Stated goal → Exactly the lines from the one containing "Pick out the crowd" through the final line of the listing are to be retyped, and nothing more.

Rows from a pointing dataset:
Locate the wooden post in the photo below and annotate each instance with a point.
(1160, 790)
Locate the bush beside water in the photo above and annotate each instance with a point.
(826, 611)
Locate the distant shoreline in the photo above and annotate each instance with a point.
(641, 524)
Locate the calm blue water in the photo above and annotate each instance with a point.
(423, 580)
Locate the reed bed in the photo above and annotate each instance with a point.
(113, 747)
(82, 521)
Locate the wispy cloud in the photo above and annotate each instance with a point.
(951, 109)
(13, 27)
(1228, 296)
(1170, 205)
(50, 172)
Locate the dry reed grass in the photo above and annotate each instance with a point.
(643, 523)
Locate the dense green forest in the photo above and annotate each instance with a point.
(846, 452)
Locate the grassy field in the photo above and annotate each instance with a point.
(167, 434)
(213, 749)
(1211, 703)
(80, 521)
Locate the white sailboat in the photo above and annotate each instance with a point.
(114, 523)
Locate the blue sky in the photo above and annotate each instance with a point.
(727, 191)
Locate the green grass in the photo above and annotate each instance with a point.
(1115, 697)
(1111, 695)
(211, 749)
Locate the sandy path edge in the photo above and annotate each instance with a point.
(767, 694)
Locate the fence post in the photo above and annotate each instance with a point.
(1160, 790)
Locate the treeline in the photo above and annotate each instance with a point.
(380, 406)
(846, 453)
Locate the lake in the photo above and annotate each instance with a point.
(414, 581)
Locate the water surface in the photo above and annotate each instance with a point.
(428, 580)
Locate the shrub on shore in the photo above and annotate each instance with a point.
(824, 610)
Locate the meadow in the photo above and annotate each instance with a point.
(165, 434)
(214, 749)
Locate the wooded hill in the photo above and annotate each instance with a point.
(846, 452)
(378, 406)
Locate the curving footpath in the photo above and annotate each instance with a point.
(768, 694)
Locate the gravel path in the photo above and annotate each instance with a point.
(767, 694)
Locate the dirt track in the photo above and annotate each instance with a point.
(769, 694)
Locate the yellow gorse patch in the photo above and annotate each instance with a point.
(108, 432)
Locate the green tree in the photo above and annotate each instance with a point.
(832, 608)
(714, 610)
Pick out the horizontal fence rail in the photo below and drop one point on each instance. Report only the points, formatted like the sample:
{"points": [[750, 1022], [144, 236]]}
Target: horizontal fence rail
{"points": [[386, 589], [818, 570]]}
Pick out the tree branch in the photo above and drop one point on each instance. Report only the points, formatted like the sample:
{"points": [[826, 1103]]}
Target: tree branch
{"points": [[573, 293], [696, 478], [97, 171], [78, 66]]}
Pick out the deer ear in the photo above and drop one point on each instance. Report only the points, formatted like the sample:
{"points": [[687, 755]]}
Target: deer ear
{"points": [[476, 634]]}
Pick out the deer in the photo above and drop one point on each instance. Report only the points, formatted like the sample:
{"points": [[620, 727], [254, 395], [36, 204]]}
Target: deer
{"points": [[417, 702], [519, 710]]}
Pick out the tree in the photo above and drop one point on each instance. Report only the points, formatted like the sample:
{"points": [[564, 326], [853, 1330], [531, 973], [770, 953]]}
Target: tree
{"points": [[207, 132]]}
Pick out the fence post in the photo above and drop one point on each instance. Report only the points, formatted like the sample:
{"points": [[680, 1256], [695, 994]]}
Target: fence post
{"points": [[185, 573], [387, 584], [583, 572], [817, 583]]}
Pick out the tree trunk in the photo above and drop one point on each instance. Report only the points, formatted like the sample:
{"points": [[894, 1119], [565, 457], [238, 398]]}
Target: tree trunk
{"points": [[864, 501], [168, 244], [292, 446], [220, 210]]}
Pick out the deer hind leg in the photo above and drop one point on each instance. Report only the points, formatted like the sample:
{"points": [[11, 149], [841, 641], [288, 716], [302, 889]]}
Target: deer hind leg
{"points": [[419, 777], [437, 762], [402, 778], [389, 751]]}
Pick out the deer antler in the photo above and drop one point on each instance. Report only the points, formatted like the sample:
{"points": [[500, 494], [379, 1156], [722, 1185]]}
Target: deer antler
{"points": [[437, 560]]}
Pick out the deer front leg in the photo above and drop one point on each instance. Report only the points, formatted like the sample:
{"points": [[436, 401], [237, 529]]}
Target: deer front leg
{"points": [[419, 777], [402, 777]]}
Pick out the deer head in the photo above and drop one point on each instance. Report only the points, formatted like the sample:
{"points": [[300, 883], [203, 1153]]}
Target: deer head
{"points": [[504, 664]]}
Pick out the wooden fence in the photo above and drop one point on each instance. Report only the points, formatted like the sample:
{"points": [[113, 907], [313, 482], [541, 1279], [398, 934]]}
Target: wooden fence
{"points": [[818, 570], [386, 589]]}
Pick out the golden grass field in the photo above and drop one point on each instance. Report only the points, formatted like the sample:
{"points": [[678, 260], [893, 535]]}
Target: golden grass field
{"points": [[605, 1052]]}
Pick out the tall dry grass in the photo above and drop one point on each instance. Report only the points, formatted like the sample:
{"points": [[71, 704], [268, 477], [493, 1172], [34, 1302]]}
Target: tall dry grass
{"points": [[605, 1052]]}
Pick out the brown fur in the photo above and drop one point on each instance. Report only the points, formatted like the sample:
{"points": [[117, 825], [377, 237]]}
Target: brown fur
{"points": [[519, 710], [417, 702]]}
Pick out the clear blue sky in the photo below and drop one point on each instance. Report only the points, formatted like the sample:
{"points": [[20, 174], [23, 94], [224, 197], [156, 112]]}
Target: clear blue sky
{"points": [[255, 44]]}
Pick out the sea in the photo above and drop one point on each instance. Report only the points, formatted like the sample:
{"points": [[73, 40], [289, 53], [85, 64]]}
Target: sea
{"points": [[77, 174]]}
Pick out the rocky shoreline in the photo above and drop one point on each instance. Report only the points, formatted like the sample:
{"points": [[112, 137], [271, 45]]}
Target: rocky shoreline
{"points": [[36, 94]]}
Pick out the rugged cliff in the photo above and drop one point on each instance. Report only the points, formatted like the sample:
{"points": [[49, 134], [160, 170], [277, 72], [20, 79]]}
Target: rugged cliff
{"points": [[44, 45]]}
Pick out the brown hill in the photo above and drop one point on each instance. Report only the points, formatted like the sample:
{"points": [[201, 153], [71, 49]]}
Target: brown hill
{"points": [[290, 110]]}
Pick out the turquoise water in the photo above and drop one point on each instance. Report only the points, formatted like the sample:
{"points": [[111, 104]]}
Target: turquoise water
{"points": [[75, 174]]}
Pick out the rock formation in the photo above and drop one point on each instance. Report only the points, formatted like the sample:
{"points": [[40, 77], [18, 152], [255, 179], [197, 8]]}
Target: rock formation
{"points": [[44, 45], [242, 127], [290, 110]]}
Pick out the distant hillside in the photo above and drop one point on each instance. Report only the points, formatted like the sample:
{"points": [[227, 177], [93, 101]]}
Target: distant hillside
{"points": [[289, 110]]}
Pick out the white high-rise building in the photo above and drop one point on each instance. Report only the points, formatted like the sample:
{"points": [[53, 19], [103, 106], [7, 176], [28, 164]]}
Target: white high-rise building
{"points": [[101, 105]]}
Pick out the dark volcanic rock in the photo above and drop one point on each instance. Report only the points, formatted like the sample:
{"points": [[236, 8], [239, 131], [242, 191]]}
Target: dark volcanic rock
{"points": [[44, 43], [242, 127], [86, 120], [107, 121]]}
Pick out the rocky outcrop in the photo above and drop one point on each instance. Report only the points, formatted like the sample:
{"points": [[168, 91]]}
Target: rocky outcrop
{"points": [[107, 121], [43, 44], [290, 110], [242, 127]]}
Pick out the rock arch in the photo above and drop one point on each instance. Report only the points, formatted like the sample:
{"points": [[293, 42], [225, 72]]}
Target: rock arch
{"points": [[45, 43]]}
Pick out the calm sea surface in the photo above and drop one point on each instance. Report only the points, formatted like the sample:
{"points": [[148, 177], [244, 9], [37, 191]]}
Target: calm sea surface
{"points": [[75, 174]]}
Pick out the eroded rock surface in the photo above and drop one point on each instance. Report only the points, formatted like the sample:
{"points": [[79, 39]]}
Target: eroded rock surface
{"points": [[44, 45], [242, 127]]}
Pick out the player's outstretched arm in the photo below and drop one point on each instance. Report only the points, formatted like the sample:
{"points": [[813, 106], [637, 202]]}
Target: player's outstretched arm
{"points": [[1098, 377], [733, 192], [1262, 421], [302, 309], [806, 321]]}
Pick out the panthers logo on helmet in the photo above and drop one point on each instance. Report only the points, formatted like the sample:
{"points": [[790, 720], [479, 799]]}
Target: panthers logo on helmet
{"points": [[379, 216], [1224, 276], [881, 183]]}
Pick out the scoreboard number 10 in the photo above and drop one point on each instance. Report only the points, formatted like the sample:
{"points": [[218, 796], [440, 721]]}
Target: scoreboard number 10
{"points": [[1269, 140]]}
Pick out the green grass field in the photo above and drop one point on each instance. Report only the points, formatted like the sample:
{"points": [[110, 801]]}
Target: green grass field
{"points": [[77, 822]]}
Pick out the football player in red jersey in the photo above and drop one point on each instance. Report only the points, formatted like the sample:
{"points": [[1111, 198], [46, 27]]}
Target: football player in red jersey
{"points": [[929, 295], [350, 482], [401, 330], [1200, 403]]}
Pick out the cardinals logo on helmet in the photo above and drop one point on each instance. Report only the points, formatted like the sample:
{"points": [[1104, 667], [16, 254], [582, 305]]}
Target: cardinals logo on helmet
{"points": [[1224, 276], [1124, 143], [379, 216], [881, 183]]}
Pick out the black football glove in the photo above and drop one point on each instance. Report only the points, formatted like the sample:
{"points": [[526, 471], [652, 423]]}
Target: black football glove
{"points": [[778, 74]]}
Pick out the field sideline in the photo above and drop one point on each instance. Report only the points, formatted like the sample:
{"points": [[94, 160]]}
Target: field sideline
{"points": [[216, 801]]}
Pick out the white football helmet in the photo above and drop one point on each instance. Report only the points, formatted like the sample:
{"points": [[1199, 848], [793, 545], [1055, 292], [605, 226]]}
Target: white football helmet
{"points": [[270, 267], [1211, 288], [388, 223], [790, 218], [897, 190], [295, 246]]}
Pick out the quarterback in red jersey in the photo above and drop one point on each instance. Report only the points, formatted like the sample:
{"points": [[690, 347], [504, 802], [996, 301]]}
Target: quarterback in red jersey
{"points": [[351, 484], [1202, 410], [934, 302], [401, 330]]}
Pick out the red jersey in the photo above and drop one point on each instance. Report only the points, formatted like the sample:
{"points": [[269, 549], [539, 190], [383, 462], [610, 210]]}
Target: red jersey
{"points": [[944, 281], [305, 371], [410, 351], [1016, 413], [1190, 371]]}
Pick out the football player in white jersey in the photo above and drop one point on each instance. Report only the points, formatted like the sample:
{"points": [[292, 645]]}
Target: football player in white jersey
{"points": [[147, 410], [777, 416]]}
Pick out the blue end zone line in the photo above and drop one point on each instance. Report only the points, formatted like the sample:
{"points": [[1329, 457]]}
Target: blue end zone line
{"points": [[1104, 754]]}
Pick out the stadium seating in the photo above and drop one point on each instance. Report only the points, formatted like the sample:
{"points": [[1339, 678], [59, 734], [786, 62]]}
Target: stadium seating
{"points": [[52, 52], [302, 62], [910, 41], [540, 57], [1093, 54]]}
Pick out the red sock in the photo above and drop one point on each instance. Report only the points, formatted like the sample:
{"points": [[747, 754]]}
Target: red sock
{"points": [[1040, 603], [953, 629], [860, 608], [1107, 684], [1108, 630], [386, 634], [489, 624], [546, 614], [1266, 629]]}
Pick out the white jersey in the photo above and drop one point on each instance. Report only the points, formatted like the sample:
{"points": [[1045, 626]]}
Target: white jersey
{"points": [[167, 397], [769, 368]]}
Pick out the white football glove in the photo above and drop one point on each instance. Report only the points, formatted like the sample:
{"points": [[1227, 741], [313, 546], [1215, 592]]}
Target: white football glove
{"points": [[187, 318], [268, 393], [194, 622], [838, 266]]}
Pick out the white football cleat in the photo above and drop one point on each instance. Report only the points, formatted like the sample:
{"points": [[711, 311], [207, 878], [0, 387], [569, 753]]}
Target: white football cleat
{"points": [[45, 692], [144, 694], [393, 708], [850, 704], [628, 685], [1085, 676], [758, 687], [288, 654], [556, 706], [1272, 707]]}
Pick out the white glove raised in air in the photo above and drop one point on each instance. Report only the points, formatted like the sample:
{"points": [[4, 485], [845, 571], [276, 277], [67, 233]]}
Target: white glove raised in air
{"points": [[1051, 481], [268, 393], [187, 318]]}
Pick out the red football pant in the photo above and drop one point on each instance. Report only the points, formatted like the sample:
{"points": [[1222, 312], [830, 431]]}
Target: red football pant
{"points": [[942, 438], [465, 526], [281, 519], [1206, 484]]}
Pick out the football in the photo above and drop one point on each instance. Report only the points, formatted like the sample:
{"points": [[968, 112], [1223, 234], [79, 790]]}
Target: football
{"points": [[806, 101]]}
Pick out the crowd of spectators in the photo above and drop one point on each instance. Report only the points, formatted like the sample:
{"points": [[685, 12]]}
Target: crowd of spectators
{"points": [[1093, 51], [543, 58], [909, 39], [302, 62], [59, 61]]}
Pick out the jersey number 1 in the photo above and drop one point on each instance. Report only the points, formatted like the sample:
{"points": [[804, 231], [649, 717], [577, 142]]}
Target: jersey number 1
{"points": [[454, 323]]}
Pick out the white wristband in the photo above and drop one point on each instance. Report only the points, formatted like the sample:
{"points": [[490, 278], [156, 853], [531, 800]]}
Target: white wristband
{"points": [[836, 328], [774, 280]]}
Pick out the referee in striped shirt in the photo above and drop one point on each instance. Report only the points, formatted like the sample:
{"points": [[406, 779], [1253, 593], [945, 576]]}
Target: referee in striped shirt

Written solution →
Pick out the crowd of spectators in the photo above and drop one point on each instance. Report only the points, formatted like the sample:
{"points": [[685, 12]]}
Target: crowd of spectators
{"points": [[1093, 51], [543, 58], [909, 39], [302, 62], [59, 61]]}
Pick out the jersey number 1 in the photo above and drop one point on each instance. Report only the points, formatted like the sample:
{"points": [[804, 231], [649, 717], [577, 142]]}
Target: jersey number 1
{"points": [[454, 323]]}
Pick out the white wristband in the photo above and drop one point on each instance. Report only the points, formatted like the sample:
{"points": [[490, 278], [156, 853], [531, 800]]}
Target: white wristband
{"points": [[836, 328], [774, 280]]}
Pick out the referee in striped shirt in the photo above and drop one point on each instance. Report only the points, formatted like the sample:
{"points": [[406, 779], [1253, 593], [945, 576]]}
Target: referee in striped shirt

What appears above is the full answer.